*** Block opens ***
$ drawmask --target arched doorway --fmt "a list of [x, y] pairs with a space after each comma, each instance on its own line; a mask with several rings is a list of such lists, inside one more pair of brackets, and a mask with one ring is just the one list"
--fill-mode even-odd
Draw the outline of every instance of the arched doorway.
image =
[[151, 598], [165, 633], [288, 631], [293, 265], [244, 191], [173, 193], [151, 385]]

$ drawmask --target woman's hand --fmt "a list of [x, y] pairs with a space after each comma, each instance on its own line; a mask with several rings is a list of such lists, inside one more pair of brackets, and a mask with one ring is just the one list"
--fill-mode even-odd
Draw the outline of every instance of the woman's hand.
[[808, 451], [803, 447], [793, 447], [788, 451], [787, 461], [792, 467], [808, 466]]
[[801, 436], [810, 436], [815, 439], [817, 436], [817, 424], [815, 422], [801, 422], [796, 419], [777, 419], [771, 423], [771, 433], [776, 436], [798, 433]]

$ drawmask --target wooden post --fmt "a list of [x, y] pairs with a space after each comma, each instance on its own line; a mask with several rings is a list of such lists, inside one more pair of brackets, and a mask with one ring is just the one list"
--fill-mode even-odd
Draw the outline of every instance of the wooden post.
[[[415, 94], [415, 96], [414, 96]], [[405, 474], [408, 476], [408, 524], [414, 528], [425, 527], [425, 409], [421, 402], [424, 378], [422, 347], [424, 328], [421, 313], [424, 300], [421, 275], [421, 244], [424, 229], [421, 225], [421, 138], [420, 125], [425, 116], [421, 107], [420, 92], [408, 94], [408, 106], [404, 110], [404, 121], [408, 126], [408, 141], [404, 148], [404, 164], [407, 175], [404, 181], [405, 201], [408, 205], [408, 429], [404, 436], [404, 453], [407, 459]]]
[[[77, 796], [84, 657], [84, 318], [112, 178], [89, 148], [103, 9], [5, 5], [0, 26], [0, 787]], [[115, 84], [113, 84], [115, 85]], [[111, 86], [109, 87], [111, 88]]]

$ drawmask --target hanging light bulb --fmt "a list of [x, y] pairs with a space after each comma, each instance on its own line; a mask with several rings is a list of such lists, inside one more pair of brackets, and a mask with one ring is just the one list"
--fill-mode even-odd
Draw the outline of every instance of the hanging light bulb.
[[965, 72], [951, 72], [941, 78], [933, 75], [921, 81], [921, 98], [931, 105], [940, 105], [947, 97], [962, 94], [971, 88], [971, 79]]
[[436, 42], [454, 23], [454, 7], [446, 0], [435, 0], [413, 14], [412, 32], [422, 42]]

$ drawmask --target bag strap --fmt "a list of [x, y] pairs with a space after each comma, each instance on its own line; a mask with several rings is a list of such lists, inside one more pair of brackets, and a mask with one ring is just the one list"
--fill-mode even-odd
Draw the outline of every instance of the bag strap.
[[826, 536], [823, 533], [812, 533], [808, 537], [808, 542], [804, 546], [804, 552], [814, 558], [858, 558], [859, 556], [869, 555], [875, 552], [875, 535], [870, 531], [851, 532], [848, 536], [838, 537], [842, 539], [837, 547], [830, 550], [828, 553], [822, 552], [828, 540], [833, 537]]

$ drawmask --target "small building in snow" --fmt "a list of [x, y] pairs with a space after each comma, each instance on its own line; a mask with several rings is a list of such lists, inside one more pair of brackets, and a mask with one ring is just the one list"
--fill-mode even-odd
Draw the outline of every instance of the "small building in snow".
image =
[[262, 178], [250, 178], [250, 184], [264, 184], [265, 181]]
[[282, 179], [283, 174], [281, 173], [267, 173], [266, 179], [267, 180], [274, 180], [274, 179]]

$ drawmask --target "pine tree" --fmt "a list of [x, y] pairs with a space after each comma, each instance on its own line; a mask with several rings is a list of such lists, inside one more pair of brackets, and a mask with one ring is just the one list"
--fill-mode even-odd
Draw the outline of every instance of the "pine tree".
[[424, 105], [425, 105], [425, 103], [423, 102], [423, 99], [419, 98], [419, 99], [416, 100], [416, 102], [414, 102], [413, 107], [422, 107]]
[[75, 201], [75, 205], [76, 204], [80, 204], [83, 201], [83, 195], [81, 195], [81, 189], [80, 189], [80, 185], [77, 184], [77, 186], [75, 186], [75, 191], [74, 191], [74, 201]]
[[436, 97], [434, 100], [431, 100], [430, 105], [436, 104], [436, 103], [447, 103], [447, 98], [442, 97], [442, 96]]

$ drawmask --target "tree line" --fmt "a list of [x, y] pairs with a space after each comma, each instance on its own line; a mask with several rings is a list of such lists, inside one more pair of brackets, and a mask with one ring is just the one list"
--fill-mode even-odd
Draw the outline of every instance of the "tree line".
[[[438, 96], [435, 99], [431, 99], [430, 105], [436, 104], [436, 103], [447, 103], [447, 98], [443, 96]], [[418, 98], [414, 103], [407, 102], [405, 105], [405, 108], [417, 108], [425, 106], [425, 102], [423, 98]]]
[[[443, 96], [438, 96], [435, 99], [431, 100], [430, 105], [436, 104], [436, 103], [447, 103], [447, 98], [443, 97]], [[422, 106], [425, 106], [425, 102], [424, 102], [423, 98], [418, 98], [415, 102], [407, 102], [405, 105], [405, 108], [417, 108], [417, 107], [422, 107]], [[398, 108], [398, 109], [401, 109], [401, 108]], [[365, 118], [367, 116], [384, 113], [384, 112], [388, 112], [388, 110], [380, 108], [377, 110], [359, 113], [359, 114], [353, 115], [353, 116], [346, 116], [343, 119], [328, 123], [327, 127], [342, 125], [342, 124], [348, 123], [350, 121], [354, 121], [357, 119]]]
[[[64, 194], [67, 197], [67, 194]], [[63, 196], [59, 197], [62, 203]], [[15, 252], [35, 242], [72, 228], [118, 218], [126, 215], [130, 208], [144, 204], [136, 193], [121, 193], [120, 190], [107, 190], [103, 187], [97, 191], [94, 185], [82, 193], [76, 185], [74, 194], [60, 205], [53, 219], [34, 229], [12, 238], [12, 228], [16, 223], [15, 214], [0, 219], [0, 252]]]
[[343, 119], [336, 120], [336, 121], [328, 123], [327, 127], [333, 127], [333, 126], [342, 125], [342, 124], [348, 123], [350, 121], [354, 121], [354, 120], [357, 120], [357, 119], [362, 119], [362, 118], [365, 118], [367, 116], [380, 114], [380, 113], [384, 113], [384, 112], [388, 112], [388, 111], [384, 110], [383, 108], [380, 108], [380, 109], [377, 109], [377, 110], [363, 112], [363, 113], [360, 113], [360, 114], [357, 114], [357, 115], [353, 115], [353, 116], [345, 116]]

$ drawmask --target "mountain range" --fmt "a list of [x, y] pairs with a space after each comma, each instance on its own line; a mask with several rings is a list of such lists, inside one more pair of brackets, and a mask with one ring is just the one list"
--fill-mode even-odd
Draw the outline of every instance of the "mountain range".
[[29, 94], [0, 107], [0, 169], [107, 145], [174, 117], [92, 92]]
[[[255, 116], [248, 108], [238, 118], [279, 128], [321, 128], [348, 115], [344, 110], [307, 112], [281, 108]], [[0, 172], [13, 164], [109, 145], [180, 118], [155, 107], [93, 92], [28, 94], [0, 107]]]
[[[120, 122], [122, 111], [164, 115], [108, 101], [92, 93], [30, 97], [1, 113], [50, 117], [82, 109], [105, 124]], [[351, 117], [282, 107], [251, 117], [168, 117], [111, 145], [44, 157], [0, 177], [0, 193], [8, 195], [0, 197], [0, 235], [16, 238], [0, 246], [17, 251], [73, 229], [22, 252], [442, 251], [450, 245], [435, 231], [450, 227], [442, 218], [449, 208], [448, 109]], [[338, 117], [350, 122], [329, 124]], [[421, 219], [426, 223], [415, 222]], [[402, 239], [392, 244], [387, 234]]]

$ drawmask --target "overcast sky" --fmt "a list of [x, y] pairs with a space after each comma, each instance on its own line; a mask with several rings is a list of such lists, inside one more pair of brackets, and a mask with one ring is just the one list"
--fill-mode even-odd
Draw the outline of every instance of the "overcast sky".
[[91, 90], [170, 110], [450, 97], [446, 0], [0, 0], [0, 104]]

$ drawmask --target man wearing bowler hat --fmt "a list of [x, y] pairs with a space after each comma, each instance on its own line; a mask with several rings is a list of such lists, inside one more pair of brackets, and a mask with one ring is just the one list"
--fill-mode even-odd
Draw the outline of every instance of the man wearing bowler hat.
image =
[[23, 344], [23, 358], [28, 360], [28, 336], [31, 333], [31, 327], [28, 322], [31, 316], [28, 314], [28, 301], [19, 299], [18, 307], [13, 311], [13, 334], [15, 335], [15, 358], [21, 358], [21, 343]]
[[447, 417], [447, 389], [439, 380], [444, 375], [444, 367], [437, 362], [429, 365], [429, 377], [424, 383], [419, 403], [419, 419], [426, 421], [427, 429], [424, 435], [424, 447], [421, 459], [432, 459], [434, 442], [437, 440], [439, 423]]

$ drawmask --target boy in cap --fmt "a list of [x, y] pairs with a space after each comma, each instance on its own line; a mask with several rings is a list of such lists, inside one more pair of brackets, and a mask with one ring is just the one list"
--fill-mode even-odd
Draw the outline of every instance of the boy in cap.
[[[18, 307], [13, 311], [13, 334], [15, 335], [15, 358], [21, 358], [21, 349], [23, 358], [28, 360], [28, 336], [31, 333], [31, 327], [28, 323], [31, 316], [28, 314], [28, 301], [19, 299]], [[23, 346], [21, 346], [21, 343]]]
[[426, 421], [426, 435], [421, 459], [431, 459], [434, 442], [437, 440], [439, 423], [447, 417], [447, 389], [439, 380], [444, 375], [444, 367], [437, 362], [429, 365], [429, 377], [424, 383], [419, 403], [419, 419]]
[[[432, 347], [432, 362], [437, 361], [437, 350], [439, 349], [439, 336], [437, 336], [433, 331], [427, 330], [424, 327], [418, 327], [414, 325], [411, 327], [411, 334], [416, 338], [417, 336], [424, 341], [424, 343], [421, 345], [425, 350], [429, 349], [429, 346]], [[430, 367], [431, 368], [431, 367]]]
*** Block closes ***
[Required work] Each line above that has the word "wearing" should be copied.

[Answer to the problem]
$ drawmask --target man wearing bowler hat --fmt "a list of [x, y] pairs with a space after each comma, each instance on its own line; a mask with several rings is a list of such lists, inside one more pair of brackets, and a mask with one ring is just the one list"
Draw the outline of every instance of the man wearing bowler hat.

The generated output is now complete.